» **SET EXERCISE**
Which lines in the records below contain the string "keys"? Report each of those lines in full.

— start of SUPPLIED MATERIAL —

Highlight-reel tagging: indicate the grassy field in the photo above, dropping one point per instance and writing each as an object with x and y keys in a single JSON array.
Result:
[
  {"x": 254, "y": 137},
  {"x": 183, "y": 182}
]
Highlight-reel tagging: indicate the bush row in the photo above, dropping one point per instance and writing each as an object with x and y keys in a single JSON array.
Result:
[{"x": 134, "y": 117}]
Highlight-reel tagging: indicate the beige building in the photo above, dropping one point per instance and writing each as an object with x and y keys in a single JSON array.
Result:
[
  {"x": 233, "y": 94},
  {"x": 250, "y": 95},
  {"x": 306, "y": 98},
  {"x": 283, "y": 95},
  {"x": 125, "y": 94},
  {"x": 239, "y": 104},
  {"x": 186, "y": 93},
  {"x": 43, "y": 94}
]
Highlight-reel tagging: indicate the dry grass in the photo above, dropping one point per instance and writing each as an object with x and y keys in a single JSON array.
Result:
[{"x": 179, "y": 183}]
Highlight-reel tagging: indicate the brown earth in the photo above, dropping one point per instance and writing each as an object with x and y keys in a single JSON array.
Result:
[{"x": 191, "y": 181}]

— end of SUPPLIED MATERIAL —
— start of SUPPLIED MATERIAL —

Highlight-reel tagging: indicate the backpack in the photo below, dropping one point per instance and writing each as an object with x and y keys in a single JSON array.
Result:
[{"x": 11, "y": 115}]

— end of SUPPLIED MATERIAL —

» **TASK ANSWER**
Highlight-reel tagging: indicate the grassy field in the photo above, dropping one point per instance and writing each as an object with x and y keys in a single JSON array.
Highlight-reel tagging: indicate the bush row in the photo above, dropping one point per instance and writing each as an object with x and y keys in a single JSON array.
Highlight-reel tagging: indicate the beige building in the photo above, dropping one point per instance and writing each as an object with x and y keys in a single JSON array.
Highlight-reel tagging: indicate the dry grass in the photo above, dropping one point per instance and writing each as an object with x and y keys in a single JSON array.
Highlight-reel tagging: indicate the brown earth in the photo above, dropping one point per instance and writing each as an object with x and y keys in a single JSON array.
Highlight-reel tagging: indicate the backpack in the photo below, dropping one point per instance and writing each as an object with x and y keys in a single JSON array.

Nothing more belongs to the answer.